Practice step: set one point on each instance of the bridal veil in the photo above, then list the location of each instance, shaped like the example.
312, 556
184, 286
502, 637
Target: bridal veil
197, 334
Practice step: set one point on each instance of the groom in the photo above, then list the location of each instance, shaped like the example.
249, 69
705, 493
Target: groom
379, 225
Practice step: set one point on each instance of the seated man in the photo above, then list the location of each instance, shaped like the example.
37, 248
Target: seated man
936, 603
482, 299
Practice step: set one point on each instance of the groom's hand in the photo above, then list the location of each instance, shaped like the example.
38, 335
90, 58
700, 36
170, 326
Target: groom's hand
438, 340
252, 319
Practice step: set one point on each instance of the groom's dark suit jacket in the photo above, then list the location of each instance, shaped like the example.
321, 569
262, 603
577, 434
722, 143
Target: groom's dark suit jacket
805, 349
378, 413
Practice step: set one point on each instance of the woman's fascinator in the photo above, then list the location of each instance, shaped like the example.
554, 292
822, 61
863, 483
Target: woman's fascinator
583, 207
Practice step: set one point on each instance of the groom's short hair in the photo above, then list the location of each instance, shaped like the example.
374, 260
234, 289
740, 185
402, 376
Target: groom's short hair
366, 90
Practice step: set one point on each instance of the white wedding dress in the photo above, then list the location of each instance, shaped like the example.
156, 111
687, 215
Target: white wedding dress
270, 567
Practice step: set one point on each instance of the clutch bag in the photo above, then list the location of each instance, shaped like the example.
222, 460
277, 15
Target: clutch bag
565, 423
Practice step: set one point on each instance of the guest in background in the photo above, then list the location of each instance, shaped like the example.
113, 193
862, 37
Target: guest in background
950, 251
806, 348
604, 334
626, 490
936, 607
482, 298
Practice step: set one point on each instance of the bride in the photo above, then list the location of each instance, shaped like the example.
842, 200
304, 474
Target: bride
***
#### Task instructions
Which lines above contain the word "bride"? Copy each of them.

#### Problem solution
Practice step: set one point on each instance of the bride in the photo above, then list the location of each instance, shaped like the example.
Target: bride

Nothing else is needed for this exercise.